──────── Material to process

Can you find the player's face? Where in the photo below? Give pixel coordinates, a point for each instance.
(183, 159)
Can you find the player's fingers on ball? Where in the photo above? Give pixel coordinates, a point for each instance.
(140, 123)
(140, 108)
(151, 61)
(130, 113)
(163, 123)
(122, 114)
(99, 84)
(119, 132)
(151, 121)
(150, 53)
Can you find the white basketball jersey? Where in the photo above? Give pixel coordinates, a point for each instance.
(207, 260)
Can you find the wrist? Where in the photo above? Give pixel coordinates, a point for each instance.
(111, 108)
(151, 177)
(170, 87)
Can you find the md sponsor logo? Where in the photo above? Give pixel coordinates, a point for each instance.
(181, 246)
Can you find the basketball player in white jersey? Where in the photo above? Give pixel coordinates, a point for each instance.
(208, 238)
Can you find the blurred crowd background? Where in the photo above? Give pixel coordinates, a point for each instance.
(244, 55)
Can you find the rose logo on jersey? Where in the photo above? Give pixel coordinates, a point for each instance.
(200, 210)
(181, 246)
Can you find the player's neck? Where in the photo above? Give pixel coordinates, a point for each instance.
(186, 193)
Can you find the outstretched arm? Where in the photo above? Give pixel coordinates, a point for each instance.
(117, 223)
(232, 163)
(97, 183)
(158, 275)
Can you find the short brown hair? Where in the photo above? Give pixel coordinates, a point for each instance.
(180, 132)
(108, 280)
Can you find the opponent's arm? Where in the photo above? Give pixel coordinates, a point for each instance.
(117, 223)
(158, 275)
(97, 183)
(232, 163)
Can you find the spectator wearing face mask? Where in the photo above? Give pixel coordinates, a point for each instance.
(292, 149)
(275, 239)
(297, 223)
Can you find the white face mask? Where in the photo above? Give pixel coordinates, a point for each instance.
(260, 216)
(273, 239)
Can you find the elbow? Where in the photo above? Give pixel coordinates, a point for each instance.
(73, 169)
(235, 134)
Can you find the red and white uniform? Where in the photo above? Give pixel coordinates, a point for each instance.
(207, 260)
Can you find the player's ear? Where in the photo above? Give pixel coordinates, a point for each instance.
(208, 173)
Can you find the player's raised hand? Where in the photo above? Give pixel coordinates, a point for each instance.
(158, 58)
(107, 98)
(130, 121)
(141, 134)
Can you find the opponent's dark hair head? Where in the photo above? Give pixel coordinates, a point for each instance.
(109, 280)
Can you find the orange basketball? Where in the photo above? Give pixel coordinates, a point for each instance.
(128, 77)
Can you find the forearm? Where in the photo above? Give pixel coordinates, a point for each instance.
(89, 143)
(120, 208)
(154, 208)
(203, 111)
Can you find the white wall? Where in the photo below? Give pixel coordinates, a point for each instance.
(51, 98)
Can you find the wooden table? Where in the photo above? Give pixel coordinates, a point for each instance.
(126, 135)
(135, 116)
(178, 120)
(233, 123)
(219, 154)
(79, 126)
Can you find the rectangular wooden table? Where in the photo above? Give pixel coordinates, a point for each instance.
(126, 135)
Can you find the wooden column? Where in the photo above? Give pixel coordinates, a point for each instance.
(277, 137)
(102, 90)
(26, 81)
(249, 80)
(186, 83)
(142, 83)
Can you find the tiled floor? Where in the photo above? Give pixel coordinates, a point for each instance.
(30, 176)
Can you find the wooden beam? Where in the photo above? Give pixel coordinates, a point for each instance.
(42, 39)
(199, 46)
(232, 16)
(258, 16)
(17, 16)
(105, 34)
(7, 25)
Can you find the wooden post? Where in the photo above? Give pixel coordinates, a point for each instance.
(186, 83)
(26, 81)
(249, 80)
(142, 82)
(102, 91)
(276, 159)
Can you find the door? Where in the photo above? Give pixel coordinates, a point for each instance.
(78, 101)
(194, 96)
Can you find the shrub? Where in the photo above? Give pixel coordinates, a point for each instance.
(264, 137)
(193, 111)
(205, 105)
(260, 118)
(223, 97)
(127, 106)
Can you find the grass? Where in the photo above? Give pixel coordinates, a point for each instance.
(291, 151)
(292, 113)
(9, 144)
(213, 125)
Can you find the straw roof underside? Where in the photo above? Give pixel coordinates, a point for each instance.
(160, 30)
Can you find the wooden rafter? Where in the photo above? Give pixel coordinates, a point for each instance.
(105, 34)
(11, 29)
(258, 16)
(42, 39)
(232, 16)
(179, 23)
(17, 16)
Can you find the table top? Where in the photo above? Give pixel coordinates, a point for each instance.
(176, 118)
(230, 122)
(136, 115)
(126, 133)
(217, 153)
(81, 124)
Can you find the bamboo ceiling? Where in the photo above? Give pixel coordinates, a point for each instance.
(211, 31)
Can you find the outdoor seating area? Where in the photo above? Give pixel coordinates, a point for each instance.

────────────────

** Task **
Retype the entries one by one, exactly.

** Output of the task **
Can you find the player's face? Where in the photo below? Give pixel coordinates, a point for each instance.
(183, 159)
Can you find the player's fingers on ball? Where in the photo above? Give pixel coordinates, a point for each instance.
(140, 123)
(140, 108)
(151, 61)
(130, 113)
(163, 123)
(122, 114)
(99, 84)
(119, 132)
(151, 121)
(150, 53)
Can you find the white basketball jersey? Where in the photo above? Give pixel coordinates, a point for each instance.
(207, 260)
Can you find the wrist? Where in the photo above? Give pixel coordinates, a point for each instance.
(111, 108)
(151, 177)
(170, 87)
Can you find the md sponsor logo? Where in the photo above? Give pixel coordinates, a point for each instance.
(181, 246)
Can you find the basketball player in white jersey? Where in the photo above? Give pixel coordinates, a point for each instance.
(208, 238)
Can you find the blurred crowd background? Where in the photo above? Give pixel coordinates, a point for each instance.
(244, 55)
Can you find the rose logo on jersey? Where in the photo above? Give pixel coordinates, a point for each instance.
(200, 210)
(181, 246)
Can you find the player's neck? Where in the photo above? Give pixel coordinates, a point for each instance.
(186, 193)
Can you find the outstretched arm? Where in the photo above? Give pixel coordinates, a point for each instance.
(117, 223)
(232, 163)
(97, 183)
(158, 275)
Can you find the short brown hair? Where in the photo above? Give pixel coordinates, a point for each instance.
(180, 132)
(108, 280)
Can you find the opponent's arm? Where in the photo above? Give pixel coordinates, a point for each instance.
(117, 223)
(158, 275)
(97, 183)
(232, 163)
Can you find the spectator wearing face mask? Where in the photo above? Give pixel coordinates, a point for each instance.
(292, 149)
(275, 239)
(297, 223)
Can you find the white face mask? Where in the photo above? Give pixel coordinates, a point for each instance.
(260, 216)
(273, 239)
Can you find the elbow? Where in the photo above? Give pixel coordinates, a point for each instance.
(73, 169)
(235, 134)
Can you find the red and white uniform? Where in the photo above? Give pixel coordinates, a point for each instance.
(207, 260)
Can you find the player's ear? Where in the photo above? Give pixel coordinates, a point for each instance.
(208, 173)
Can you find the player's raised hand? Where in the photo above? Give pixel coordinates, a point for each instance.
(158, 58)
(107, 98)
(130, 121)
(141, 134)
Can you find the opponent's dark hair head? Where in the photo above? Give pixel coordinates, a point for each instance.
(109, 280)
Can you find the orange basketball? Where in the photo above? Give pixel coordinates, a point for each instance.
(128, 77)
Can you find the forearm? Where in the photo above? Give pixel coordinates, a point for each instance.
(89, 143)
(120, 208)
(154, 208)
(203, 111)
Can you find the white wall? Where in the photo below? Give pixel coordinates, a point for each instance.
(51, 98)
Can you find the wooden table? Where in the photo above? Give pixel coordinates, a point for each instance.
(126, 135)
(135, 116)
(178, 120)
(233, 123)
(219, 154)
(79, 126)
Can you find the rectangular wooden table? Where in the photo above? Give pixel coordinates, a point for each instance.
(126, 135)
Can you find the wooden column? Where in the photo above? Give pixel coordinates, a point for each instance.
(277, 137)
(102, 90)
(26, 81)
(249, 80)
(186, 83)
(142, 83)
Can you find the tiled floor? Where in the photo above? Give pixel coordinates, a point for each instance.
(30, 176)
Can you find the wooden beam? Where in the photo above? Give pixel coordinates, a point for each instance.
(42, 39)
(199, 46)
(232, 16)
(258, 16)
(17, 16)
(105, 34)
(7, 25)
Can you find the wooden post? Where in the photo above? Give pixel coordinates, a point for each instance.
(186, 83)
(26, 81)
(249, 80)
(142, 82)
(102, 91)
(276, 159)
Can you find the door? Where in the photo above? Give pixel coordinates, a point for each instance.
(78, 101)
(194, 96)
Can you find the shrub? Where in the photo above? Give pixel coordinates, a point for each instance.
(264, 137)
(193, 111)
(205, 105)
(260, 118)
(223, 97)
(127, 106)
Can you find the grass? Where in the photo above? Give pixel coordinates, a point for each instance.
(291, 151)
(292, 113)
(9, 144)
(213, 125)
Can you find the straw roof underside? Where in the photo above? Give pixel coordinates, a point for each instance.
(160, 30)
Can you find the wooden rafter? Where in the photo above? Give pixel coordinates, a point for each instance.
(105, 34)
(11, 29)
(258, 16)
(42, 39)
(232, 16)
(179, 23)
(17, 16)
Can you find the table top? Where in the photo above? Give pixel coordinates, a point for each instance.
(176, 118)
(230, 122)
(136, 115)
(126, 133)
(217, 153)
(81, 124)
Can you find the bamboo ceiling? Where in the photo above? Give pixel coordinates, a point for each instance.
(211, 31)
Can you find the outdoor seating area? Where in the photo above? Give pixel coordinates, a point for each instance.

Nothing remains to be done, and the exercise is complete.